As regards headline revenue targets, the Department of Finance (DOF) version envisioned P157 billion in revenues, while the House version was able to muster revenues of up to P134 billion. An initial estimate of the Senate version pegged its revenues at P59.9 billion. Yet based on recent internal Senate estimates at the time SB 1952 passed the Ways and Means committee level, the revenue potential of the Senate version of TRAIN could be higher, possibly reaching up to P115 billion.

This estimate does not yet include several new taxes proposed by SB 1952, which, among others, include a capital gains tax on non-traded stocks, a tax on cosmetic procedures for aesthetic reasons, and a tax on dividend incomes.

Regardless of where the estimate lies, it is critical to examine the possible trade-off between the goal to hit revenue targets vs the goal to address inequality. 

Strengthening compensating transfers

The Senate version under Senator Sonny Angara’s Committee actually addressed inequality by increasing the transfers to poor and low-income households to P300 per household per month, and by fixing the transfer period to 3 years.

Note that the original DOF version gave only P200 per household per month for one year of transfers, while the House version extended this to 4 years but made the transfers optional. The Senate version gives poor and low-income households a slightly longer runway for adjustment.

As an aside, to help ensure that this temporary ramp up of transfers need not be permanent and could help address other equally valid policy goals, the transfer itself can be designed as part of an effort to improve financial inclusion, by providing about half of the country’s population, who are largely unbanked, with bank accounts. (Innovations such as this could be detailed in the implementing rules and regulations of the law, in order to further improve the development yield from this set of reforms.)

Targeted earmarks for human capital and pro-poor investments

Furthermore, all these citizens’ ability to adjust to the new tax regime will also depend critically on their ability to engage in the economy more successfully. Hence, investing part of TRAIN’s revenues in regions and sectors with large numbers of poor and low-income Filipinos can probably help improve on the structural “disconnectedness” of many Filipinos to the country’s growth drivers.

There is an interesting opportunity here as the Senate version also increased the pro-poor earmarks of the tax revenues, with a view to boosting human capital investments and improving pro-poor spending in education and health. These are some of the investments the country would have had to strengthen anyway, so using the revenues in this way could also indirectly help stabilize the country’s fiscal situation (read: prevent politicians from hijacking otherwise non-earmarked revenues and channeling them towards popular but unsustainable spending).

Based on our calculations, the House version of the tax package would have exacerbated inequality as measured by the Gini index, a common measure of income inequality. Applying the measures proposed by HB 5636 to households included in the 2015 Family Income and Expenditure Survey, we found that a pre-tax income Gini of 49.1 worsened to a post-tax Gini of 50.7. Even complete delivery of transfers would not improve upon this dramatically, driving the Gini down to only about 50.

Your tasks:
1 – In the passage on the TRAIN tax reform, how much does the Senate version transfer to poor and low-income households each month?
2 – Pick up the passage on the TRAIN tax reform after its last sentence and carry it forward.

Location annotation dataset excerpts:
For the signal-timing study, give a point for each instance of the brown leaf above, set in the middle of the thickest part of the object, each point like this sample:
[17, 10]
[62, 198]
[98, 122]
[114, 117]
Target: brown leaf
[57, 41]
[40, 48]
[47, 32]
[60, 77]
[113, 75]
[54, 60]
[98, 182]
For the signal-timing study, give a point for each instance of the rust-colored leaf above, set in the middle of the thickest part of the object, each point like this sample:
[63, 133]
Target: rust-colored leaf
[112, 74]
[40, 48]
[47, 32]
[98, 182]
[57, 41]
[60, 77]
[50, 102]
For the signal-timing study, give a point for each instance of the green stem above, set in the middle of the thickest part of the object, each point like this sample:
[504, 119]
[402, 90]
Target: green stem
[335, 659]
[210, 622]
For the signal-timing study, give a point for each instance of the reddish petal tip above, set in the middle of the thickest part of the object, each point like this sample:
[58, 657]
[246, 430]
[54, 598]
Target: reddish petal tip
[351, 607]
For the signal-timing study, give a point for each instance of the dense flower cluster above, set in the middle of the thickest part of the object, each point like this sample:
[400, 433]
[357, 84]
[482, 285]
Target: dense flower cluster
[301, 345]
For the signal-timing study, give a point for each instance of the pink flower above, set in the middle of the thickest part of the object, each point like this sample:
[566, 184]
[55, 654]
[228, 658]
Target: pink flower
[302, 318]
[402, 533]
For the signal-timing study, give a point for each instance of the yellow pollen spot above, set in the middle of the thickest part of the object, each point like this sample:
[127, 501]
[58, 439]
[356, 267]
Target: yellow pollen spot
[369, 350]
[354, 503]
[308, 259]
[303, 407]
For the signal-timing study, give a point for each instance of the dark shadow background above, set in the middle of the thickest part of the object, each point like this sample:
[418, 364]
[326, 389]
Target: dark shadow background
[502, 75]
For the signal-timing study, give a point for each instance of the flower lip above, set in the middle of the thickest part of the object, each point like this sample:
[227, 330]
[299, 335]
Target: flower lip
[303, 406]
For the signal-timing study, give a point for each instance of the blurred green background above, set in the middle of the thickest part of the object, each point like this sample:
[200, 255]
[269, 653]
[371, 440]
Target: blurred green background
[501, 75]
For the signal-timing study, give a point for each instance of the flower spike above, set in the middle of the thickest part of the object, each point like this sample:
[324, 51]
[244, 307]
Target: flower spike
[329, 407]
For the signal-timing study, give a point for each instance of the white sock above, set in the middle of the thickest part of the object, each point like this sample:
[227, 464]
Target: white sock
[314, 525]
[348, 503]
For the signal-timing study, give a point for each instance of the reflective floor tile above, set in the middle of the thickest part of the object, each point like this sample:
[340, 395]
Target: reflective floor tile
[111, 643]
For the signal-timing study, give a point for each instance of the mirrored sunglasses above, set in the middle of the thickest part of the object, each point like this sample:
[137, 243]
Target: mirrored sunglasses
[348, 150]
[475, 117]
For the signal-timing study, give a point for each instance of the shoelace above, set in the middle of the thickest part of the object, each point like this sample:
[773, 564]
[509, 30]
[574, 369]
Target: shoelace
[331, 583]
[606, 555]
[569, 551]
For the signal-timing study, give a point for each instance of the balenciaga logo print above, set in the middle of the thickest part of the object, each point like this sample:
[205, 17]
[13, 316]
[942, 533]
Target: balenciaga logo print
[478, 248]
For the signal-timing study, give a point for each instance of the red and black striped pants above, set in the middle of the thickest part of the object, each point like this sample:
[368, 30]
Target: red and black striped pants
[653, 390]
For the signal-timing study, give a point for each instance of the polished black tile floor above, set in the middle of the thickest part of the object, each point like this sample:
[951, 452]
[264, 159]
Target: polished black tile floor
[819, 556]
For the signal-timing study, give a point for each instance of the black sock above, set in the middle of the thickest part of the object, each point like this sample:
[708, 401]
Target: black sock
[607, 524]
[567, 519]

Answers per task:
1 – P300 per household per month.

2 –
By comparison, the Senate version reduces inequality much further than HB 5636, by bringing the Gini down to about 49.3 – thanks largely to adjustments in personal income tax schedules, much higher per household transfers, and a longer and fixed transfer period.

There is even good reason to believe that the Senate version of the tax package will be able to produce a post-tax reform Gini that will be even better (read: less inequality) compared to the pre-tax reform situation, once its more extensive pro-poor earmarks are fully worked out.

Compared to HB 5636, which allocated only 40% of incremental revenues of the oil excise tax (a projected P29.8 billion for 2018) to a “social benefits program” which includes the cash transfer, SB 1952 temporarily earmarks all incremental revenues to an even more expansive range of social benefits and investments for poor and near-poor households.

Strong targeting toward sectors (e.g., coconut and fisheries) and regions (e.g., parts of the Visayas and Mindanao) with large numbers of poor and low-income Filipinos could augment the transfers and directly address deep-seated factors behind inequality and poverty in the country.

Balancing efficiency and equity

While not necessarily ideal from the point of view of flexible public finance policy, pragmatic earmarking could nevertheless represent a middle ground to help boost revenues while also addressing inequality. Given still considerable underspending by government[1] and the still large fiscal headroom provided by development assistance and some borrowing, the argument that the government’s infrastructure program will be severely lacking in funds – if the tax package is not passed (or if it is passed and much of it temporarily earmarked) – appears to be less compelling.  

A middle ground position here would probably involve earmarking toward social (read: pro-poor) spending during a fixed and temporary period, after which the revenues could then revert back to the general fund of the Philippine government.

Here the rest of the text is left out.